>> Start Source excerpt

Unilever Trustee Says Managers Should Monitor Risk

October 26, 2001 (PLANSPONSOR.com) - A former member of the board of trustees at the Unilever Superannuation Fund (USF), a key witness for the consumer goods giant in its landmark case against Merrill Lynch stressed that it was not the job of a pension fund to monitor investment risk.

The USF, which holds assets for 110,000 participants, is suing Mercury Asset Management, now owned by Merrill Lynch, for £130 million, claiming the firm was negligent in the management of a £1 billion mandate it ran for the pension fund.

The UK suit charges that Mercury ignored an agreed downside risk tolerance set when the fund restructured a mandate it already ran, and underperformed its benchmark by 10.5% between January 1997 and March 1998 when it was fired.

Trustee Testifies

Former USF trustee Hugh Stirk, giving testimony, said that pension fund trustees were neither experts in monitoring performance, nor was it their job to measure day-to-day risk or decide how many stocks to buy.

Stirk testified that Merrill Lynch Investment Managers had a good track record and the pension fund trustees believed the firm’s former fund manager Alistair Lennard was in control, stating that the manager always gave a plausible reason for his strategy.

He denied that measuring risk was the responsibility of the pension fund and noted that while Unilever’s pension fund trustees were aware of Mercury’s house style and its concentration on a limited number of UK equities, they had not been aware that investing in so few stocks would be so risky.

>> End Source excerpt
>> Start Supplied information

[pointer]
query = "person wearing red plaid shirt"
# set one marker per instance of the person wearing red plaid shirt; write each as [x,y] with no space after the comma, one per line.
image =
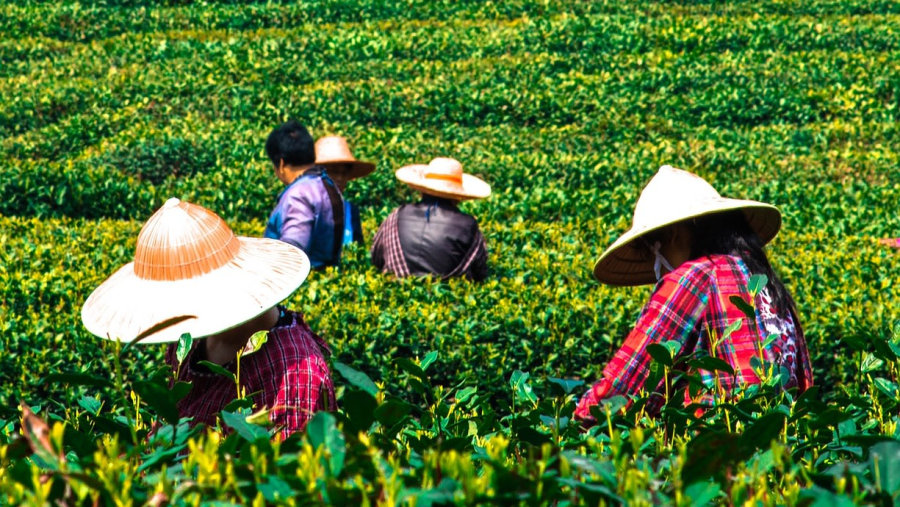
[717,245]
[192,276]
[288,374]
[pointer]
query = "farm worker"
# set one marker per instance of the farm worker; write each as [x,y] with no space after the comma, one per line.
[310,210]
[334,155]
[188,262]
[701,250]
[432,236]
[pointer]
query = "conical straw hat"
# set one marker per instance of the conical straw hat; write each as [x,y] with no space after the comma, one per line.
[187,261]
[334,153]
[671,196]
[444,177]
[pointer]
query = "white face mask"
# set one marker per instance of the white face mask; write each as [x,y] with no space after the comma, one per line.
[659,261]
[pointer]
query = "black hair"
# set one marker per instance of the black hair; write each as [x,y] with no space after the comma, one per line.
[729,233]
[292,143]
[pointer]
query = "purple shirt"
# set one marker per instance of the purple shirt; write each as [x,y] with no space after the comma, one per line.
[303,217]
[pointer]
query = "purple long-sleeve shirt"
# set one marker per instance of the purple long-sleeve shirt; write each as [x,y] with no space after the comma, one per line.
[304,218]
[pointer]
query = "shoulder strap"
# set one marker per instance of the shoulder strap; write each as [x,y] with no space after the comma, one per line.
[337,208]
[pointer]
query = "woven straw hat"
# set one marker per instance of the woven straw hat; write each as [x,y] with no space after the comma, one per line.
[334,153]
[443,177]
[673,195]
[187,261]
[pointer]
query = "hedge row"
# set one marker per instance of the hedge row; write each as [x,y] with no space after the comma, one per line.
[540,311]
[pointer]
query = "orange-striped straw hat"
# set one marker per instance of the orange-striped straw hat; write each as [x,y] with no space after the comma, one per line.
[188,262]
[444,177]
[334,153]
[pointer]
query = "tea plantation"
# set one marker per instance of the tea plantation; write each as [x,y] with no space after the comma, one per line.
[451,393]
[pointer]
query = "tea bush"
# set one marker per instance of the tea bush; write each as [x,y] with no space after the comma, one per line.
[450,392]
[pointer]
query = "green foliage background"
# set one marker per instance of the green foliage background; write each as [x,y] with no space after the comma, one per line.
[566,108]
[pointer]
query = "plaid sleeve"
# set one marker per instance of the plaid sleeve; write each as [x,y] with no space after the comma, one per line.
[673,313]
[305,386]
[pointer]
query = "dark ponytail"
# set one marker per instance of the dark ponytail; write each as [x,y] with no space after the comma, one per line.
[729,234]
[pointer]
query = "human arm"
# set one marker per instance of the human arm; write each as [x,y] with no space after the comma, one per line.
[377,250]
[305,388]
[673,313]
[301,209]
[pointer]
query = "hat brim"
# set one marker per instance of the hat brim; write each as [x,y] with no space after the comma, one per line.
[626,261]
[263,273]
[473,187]
[351,169]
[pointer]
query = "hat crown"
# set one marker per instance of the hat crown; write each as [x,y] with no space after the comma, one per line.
[333,149]
[444,169]
[671,192]
[181,241]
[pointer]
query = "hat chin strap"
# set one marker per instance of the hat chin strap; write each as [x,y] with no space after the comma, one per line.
[659,261]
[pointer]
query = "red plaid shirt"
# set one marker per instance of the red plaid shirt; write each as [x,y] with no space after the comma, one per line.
[288,375]
[691,305]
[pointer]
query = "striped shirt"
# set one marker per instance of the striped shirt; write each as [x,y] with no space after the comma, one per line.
[691,306]
[288,375]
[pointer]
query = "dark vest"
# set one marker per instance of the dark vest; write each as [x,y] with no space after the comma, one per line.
[435,236]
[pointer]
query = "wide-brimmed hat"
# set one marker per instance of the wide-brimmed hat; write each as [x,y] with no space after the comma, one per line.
[188,262]
[444,177]
[334,153]
[673,195]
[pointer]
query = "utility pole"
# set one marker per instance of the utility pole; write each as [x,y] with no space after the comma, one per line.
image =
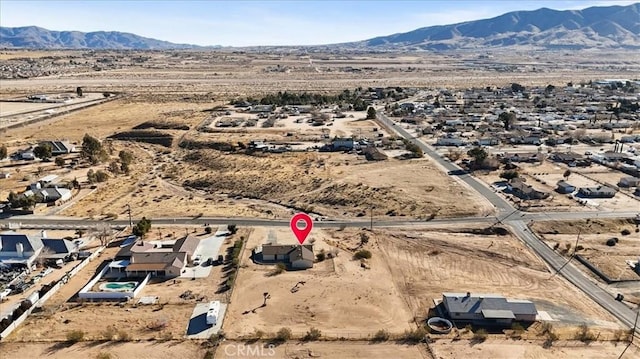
[130,220]
[371,222]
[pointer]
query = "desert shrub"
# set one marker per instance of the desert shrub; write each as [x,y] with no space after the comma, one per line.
[279,269]
[584,334]
[381,336]
[362,254]
[480,335]
[414,336]
[283,334]
[312,334]
[158,324]
[518,329]
[124,336]
[109,333]
[75,336]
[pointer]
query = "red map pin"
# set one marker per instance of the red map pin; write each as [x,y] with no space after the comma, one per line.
[301,233]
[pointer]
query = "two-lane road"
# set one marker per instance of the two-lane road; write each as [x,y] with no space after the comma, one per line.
[518,220]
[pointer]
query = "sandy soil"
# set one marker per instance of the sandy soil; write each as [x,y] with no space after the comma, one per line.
[323,301]
[63,313]
[90,350]
[503,349]
[227,74]
[425,264]
[545,176]
[335,350]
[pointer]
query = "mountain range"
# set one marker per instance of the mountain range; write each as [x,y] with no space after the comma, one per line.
[594,27]
[34,37]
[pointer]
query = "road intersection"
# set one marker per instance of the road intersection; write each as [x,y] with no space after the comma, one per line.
[518,221]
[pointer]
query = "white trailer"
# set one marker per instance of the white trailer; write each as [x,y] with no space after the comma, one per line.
[213,312]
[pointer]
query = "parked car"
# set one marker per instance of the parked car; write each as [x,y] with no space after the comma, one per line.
[5,293]
[197,259]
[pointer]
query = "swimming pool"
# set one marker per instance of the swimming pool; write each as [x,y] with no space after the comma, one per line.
[118,286]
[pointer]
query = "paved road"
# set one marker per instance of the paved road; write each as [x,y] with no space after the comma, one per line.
[517,221]
[501,204]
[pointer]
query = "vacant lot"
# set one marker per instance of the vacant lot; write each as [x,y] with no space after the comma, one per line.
[90,350]
[329,350]
[338,296]
[497,349]
[425,264]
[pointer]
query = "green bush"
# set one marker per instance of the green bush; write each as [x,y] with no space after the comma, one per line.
[480,335]
[381,336]
[75,336]
[283,334]
[312,334]
[362,254]
[414,336]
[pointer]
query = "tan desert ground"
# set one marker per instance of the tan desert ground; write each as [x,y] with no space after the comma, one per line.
[347,300]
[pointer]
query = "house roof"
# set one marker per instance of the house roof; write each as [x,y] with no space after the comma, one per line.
[282,249]
[157,257]
[141,267]
[491,306]
[564,184]
[9,241]
[301,253]
[187,244]
[59,246]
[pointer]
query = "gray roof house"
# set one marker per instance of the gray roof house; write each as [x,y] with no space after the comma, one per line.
[525,191]
[17,248]
[597,192]
[564,187]
[488,308]
[58,248]
[297,256]
[144,257]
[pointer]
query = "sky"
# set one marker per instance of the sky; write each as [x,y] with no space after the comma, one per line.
[252,23]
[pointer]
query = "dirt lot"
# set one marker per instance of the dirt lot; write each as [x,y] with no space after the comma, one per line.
[409,269]
[334,350]
[425,264]
[497,349]
[231,74]
[90,350]
[371,302]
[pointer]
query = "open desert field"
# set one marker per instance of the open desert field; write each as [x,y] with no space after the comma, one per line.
[425,264]
[221,73]
[408,271]
[507,349]
[337,350]
[90,350]
[330,290]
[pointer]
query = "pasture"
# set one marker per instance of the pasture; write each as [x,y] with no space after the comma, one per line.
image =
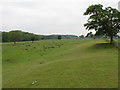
[72,63]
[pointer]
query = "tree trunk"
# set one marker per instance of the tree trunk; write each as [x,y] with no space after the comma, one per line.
[14,42]
[111,39]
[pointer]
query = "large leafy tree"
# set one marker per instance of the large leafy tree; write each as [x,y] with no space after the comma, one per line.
[105,21]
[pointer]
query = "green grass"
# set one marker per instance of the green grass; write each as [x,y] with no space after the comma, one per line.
[78,63]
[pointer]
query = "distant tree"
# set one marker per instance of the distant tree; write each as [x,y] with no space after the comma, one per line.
[90,35]
[103,21]
[15,36]
[59,37]
[32,38]
[82,36]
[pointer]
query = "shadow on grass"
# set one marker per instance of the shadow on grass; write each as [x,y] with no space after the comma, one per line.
[104,46]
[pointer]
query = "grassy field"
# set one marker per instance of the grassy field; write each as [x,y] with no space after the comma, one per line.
[78,63]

>> End Supplied information

**What is needed**
Repeat the passage of the Unilever pension fund article from "The USF, which" to "it was fired." word for word.

**Problem solution**
The USF, which holds assets for 110,000 participants, is suing Mercury Asset Management, now owned by Merrill Lynch, for £130 million, claiming the firm was negligent in the management of a £1 billion mandate it ran for the pension fund.

The UK suit charges that Mercury ignored an agreed downside risk tolerance set when the fund restructured a mandate it already ran, and underperformed its benchmark by 10.5% between January 1997 and March 1998 when it was fired.